----- Text excerpt

Copenhagen’s efforts to be chosen as the future headquarters of the European Medicines Agency (EMA) may become a Greater Copenhagen project supported by the Scania Region in southern Sweden.
Copenhagen’s mayor, Frank Jensen, has called for the entire Greater Copenhagen region to support the push for the EMA – which is being forced to relocate from London in the wake of the Brexit vote last summer.
“In the new Copenhagen Science City, around Rigshospitalet, we have the largest concentration of life science research in Scandinavia and we are hoping to attract even more,” Jensen told News Øresund.
“In co-operation with the government, we have bid to bring the EMA to Copenhagen. Sweden wants to bring it to Stockholm, but I expect that we stand together in the Greater Copenhagen Region.”
Jensen went on to remind the Swedes that Denmark lent its support, financially and politically, to the European Spallation Source (ESS) being placed in Lund.
READ MORE: Denmark throws hat in ring for EMA relocation
Malmö monkey wrench
But there might be a small Swedish monkey wrench being tossed into the Danish machinery.
Whereas top politicians in Region Scania and Helsingborg have uttered their support for Copenhagen’s candidacy, Malmö has been less forthcoming, citing Sweden’s capital as also being a candidate.

----------
----- Dataset

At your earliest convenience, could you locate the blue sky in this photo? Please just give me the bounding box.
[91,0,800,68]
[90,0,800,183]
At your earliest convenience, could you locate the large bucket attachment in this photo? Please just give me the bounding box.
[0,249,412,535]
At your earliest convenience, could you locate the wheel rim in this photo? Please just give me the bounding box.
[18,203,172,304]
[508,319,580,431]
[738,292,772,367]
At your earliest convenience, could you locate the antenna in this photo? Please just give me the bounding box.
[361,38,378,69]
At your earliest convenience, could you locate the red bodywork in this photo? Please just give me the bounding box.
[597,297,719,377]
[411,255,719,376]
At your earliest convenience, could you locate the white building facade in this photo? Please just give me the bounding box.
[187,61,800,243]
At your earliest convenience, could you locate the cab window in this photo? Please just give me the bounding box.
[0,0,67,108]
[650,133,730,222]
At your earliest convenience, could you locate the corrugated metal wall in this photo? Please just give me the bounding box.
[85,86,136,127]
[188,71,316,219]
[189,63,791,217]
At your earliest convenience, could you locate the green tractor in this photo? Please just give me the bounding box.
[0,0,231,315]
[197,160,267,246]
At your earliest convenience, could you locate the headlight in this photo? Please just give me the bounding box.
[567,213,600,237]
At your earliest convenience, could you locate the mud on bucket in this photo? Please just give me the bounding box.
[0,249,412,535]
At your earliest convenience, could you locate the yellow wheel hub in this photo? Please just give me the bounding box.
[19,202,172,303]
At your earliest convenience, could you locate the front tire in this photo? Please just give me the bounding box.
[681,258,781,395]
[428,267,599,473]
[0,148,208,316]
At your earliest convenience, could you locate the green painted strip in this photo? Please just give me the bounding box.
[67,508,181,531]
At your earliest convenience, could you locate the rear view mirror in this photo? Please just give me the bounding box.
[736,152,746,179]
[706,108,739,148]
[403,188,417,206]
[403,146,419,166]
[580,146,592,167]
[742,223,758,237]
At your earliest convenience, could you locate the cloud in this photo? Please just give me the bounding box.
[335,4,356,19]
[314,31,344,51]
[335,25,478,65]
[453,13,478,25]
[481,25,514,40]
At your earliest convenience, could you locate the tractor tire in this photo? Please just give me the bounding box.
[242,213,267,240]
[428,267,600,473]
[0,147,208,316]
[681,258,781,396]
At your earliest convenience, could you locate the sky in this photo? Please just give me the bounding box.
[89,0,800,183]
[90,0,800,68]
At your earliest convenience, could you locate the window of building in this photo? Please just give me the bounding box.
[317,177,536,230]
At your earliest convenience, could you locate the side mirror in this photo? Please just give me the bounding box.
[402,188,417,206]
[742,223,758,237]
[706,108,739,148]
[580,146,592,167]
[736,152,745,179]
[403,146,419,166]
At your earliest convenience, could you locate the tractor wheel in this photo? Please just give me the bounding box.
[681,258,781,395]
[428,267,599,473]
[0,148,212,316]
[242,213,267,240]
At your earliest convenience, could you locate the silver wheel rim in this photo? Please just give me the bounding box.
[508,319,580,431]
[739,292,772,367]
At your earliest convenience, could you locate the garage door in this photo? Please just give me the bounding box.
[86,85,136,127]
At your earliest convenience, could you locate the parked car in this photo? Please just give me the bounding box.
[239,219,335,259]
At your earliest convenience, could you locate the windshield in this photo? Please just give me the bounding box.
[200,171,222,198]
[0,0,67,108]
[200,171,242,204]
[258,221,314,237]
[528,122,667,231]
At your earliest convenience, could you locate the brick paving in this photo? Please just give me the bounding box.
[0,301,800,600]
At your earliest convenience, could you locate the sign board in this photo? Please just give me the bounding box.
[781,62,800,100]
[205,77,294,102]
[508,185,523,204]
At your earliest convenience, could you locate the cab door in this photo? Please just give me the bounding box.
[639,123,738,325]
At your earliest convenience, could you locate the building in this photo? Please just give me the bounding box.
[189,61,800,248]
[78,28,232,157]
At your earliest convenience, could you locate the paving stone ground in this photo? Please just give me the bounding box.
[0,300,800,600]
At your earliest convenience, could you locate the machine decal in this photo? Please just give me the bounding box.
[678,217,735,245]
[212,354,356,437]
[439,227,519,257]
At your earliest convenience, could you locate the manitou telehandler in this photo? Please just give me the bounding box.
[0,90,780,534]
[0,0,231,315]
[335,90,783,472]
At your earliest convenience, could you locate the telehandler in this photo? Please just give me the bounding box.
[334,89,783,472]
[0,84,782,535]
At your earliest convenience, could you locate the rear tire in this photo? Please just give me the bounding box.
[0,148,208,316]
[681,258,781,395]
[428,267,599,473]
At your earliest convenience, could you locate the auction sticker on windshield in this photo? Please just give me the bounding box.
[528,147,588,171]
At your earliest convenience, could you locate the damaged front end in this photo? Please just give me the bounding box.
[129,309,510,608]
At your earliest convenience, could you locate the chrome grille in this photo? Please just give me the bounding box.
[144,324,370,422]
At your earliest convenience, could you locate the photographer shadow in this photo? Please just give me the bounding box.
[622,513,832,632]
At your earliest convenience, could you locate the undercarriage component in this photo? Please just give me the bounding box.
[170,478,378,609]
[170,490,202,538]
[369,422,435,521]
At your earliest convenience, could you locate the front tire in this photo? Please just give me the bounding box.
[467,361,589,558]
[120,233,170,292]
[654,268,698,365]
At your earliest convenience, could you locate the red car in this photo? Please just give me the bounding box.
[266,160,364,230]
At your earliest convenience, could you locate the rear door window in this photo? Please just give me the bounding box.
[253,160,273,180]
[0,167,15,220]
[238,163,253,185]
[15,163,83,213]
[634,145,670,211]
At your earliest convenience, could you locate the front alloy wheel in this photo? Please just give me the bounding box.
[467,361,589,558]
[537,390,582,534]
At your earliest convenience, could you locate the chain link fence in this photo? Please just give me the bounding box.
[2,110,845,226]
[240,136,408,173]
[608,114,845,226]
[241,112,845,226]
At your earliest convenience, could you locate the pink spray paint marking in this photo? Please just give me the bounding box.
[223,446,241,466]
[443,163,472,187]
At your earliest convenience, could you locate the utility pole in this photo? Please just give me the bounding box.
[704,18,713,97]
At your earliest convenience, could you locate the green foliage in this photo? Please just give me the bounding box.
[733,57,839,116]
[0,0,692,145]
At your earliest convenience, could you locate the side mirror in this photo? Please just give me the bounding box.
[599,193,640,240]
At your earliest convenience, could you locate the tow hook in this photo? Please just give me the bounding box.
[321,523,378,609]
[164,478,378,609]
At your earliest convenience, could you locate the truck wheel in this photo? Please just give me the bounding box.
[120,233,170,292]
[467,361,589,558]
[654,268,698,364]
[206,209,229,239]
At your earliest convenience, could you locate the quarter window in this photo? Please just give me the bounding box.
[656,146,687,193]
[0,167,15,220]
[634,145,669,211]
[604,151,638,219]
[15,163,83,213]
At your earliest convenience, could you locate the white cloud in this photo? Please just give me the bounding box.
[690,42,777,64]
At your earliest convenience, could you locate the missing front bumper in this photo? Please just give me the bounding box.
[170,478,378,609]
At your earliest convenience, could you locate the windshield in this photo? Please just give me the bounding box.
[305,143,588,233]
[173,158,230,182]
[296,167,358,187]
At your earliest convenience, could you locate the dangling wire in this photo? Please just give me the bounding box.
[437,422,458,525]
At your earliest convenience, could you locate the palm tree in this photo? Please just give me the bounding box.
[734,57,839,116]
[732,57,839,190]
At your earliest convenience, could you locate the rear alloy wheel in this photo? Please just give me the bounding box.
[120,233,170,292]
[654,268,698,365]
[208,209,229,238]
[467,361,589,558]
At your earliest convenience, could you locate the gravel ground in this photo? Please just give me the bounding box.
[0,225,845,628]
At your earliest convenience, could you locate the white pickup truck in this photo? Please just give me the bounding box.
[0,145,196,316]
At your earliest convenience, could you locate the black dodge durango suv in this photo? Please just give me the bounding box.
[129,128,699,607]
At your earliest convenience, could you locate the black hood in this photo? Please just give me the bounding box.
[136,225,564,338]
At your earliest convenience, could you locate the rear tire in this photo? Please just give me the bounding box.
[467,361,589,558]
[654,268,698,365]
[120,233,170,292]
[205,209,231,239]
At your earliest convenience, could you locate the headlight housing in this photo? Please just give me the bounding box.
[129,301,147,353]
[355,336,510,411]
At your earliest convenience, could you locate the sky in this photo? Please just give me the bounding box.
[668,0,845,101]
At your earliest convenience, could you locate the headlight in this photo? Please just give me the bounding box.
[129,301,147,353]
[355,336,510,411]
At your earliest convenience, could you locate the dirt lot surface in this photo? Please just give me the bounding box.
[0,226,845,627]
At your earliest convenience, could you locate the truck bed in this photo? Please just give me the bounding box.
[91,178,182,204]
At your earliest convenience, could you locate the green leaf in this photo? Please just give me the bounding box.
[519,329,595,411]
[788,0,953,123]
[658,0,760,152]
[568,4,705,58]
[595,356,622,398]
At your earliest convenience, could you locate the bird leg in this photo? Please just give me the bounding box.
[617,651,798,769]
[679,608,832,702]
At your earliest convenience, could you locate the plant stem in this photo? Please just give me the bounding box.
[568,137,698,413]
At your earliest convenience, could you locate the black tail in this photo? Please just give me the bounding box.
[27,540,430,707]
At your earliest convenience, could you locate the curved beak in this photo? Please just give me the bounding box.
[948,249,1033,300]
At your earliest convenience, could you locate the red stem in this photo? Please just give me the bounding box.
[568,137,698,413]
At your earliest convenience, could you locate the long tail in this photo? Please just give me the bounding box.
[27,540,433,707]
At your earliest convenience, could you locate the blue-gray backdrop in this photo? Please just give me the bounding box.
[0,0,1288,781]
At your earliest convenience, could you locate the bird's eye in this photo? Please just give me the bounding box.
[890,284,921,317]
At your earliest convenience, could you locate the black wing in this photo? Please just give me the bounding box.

----------

• **Work order**
In the article on Copenhagen's bid for the European Medicines Agency, which Swedish city does Sweden want the agency moved to? These rows have no connection to the text above.

• **Task output**
Stockholm.